■ PAGE EXCERPT
+ + + +
For the people who live in Orange, transit-oriented development would be the next turn of the wheel of serial forced displacement. But it would also mean a loss of the complex vitality of people and institutions. Urban bedroom communities are monocultures, a variation on housing projects, albeit with better amenities.

At the University of Orange, we’ve posed the questions: Can’t we take a more interesting path? Can’t we develop new industries? Can’t we help the workforce acquire skills so that they can compete for higher paying jobs and therefore hold on to their homes when the gentry arrive? Couldn’t we combine of the idea of the civil rights movement’s Freedom Schools and Edison’s concept of the “Factory of Invention” to make a “post-industrial city reimaging lab”?

Some exciting opportunities have opened up that are helping everyone in Orange explore these possibilities. The John S. Watson Center at Thomas Edison State College has helped a consortium of cities, including Orange, develop an economic development strategy that will entitle the cities to apply for new federal funds.  The Board of Education, with the support of nearby Montclair State University, has been able to develop community schools, including adult education.  The University of Orange helps to manage the Adult School, which includes courses for workforce development. The Worldwide Orphans Foundation is bringing its first US-based toy library to Orange, and will be training local people to be toy librarians. At the U of O, we are partnering with a local arts organization and a university to understand how the insertion of a highway in 1970 might be mitigated. This project is supported by Arts Place. What we are learning as we go is that building the just city takes all of us.

When I learned of a Robert Wood Johnson Foundation initiative focused on creating a culture of health in New Jersey, I convinced our local partners that we should apply for funding. The leaders of our “Healthy Orange” coalition will be expanding our connections to all sectors of business, industry and civic organizations and to all the ethnic and religious groups. Our leaders are insisting on engaging the current residents, which is critical in charting a path forward that is not another round of forced displacement. Instead of planning around this pattern of expulsion, we want to create a “plan to stay.”

This concept, first advanced by Catherine Brown and William Morrish, is the antidote to serial forced displacement.  Groups planning to stay are asked to answer two questions:

  • What brought you here?
  • What would it take for you to be able to stay?

These simple questions lead to the kind of complex interventions that have a shot at helping Orange become a healthy place. In the year ahead, I look forward to the work of Healthy Orange, as it brings all voices to the table to create a blueprint for action, continuing the long struggle for equity and democracy in our city. This is how we get to the just city in Orange and everywhere.

But I worry.  One night, in 2010, I was invited to speak in Harlem. I walked down St. Nicholas Avenue, and passed a brand new building.  A gym occupied its first floor and little white girls in pink tutus were doing ballet. I stood there slack-jawed, too stunned to even take a photograph. The old Harlem was truly gone.
+ + + +
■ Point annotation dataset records
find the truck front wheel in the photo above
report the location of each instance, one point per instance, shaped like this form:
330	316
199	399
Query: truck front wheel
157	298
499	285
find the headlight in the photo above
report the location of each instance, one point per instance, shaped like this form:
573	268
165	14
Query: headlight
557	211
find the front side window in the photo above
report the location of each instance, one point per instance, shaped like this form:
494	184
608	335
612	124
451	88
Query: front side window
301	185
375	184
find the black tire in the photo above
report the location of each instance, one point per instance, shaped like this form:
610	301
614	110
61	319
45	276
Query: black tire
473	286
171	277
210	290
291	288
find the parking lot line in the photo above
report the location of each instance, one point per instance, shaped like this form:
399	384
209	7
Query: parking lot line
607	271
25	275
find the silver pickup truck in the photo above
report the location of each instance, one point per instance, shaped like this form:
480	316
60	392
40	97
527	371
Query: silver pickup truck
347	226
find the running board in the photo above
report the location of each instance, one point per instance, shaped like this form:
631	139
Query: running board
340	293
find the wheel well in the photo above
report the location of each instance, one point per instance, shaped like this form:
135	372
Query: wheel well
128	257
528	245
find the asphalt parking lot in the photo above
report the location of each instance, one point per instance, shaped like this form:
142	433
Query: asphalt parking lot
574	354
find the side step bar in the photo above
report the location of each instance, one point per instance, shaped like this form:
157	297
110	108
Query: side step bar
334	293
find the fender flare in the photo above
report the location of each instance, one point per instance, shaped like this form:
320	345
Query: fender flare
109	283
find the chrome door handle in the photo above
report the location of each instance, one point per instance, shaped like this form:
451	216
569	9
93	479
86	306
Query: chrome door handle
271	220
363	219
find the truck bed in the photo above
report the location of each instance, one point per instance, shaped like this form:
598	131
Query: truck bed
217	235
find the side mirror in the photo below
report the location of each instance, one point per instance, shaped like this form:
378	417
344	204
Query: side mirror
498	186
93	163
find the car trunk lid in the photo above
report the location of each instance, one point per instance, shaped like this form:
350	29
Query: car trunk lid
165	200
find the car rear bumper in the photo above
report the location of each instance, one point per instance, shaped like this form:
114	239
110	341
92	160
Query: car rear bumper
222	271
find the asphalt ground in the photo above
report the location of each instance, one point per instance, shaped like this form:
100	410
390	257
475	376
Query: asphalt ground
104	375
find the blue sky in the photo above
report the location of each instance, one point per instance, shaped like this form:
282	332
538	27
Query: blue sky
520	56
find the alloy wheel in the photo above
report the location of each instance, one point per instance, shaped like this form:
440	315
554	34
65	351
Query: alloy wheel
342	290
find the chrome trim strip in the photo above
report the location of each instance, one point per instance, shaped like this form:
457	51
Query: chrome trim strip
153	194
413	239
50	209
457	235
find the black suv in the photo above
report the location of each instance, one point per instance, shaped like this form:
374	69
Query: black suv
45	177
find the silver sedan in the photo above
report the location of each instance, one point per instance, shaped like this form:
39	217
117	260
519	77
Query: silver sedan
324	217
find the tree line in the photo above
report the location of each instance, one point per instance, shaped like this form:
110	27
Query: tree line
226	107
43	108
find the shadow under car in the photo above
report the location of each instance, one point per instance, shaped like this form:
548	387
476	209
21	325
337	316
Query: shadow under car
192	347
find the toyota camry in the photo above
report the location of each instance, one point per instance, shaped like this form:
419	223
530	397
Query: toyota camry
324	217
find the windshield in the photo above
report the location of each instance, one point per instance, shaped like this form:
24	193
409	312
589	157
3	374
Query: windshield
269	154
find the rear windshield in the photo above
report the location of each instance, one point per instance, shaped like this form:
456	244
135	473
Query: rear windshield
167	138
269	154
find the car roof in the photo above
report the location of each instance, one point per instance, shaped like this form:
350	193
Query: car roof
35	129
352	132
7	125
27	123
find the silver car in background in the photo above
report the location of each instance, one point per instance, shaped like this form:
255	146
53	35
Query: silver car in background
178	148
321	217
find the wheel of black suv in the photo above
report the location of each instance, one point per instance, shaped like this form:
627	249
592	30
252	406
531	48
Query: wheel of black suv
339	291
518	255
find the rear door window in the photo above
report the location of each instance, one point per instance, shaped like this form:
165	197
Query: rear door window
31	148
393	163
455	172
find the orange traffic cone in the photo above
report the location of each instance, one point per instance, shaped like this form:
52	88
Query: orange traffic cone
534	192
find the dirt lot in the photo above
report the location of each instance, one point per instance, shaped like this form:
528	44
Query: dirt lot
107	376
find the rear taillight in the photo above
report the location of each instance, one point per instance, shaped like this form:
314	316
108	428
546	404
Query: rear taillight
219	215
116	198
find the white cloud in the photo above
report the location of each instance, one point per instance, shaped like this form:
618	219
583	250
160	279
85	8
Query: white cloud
+ + + +
■ WHAT THIS EXERCISE ASKS
a) List every line in the entries that contains the string "board".
b) Write the next part of the passage about planning to stay in Orange, picking up after its final sentence.

■ RESPONSES BY TASK
a)
find the running board in the photo above
Query: running board

b)
It is not simply that I want to feel at home in my hometown—of course I do. Rather, I fear for all of us. The extreme commodification of the land is leading to the destruction of human habitat.  We are literally chopping the ground out from under our feet: it is inimical to public health to sell off our neighborhoods and displace our communities. The 1958 New Day Platform had it right. What we need for public health are ecologically-sensitive and equitable programs that support the whole city and give all of us a chance to live in a kind and beautiful place.

Mindy Thompson Fullilove
New York

 

The Just City Essays is a joint project of The J. Max Bond Center, Next City and The Nature of Cities. © 2015 All rights are reserved.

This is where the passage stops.